Directions ▸ Find the word "trailer" in the data below and copy each line that holds it.

Available data ▸
+++++

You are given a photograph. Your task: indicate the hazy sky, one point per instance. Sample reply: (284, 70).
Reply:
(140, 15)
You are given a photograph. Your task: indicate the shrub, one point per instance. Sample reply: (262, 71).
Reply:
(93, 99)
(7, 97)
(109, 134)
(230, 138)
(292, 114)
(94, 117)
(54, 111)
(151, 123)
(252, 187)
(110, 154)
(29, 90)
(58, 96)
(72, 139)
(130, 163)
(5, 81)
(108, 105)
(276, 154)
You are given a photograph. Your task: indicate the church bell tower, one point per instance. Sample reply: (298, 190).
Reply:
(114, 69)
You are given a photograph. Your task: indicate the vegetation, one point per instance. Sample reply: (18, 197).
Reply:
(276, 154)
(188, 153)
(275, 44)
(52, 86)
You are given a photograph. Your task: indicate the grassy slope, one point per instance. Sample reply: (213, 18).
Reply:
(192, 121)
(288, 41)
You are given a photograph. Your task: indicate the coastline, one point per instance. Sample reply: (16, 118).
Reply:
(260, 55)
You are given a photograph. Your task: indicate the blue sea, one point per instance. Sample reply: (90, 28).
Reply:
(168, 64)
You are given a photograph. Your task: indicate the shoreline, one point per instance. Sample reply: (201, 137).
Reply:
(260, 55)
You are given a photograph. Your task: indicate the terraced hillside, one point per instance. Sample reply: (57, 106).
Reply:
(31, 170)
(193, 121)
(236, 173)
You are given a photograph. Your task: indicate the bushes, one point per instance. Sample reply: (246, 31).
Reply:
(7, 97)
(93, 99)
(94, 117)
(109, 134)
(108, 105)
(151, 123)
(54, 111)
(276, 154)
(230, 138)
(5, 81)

+++++

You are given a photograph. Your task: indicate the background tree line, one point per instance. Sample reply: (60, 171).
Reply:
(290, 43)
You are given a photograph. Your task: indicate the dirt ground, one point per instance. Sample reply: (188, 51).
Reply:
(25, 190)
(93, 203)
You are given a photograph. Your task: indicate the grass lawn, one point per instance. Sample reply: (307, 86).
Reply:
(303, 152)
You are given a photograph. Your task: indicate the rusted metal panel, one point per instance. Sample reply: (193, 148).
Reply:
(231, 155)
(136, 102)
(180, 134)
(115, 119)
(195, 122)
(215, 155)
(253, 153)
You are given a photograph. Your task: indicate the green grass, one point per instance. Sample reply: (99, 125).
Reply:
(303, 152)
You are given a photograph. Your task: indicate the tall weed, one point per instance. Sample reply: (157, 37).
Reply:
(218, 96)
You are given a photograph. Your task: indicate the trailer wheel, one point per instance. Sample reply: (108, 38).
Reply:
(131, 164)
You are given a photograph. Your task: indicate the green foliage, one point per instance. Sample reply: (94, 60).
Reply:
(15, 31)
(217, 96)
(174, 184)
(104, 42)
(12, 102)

+++++

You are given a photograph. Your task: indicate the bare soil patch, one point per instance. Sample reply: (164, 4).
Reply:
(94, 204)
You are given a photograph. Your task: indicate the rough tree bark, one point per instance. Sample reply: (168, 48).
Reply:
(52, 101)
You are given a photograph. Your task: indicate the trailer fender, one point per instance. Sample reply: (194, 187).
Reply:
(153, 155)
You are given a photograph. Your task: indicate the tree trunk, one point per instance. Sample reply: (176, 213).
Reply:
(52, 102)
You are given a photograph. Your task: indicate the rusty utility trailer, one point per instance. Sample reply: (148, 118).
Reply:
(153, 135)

+++++

Finished exercise ▸
You are given a photograph. Your task: indicate the trailer wheel, one point per instance. Sample reply: (108, 38).
You are given a photograph. Your task: indicate the trailer fender, one point per instance. Sample reply: (194, 187).
You are given a photograph. Your task: indicate the rusty utility trailer, one point per instance. Sample reply: (148, 118).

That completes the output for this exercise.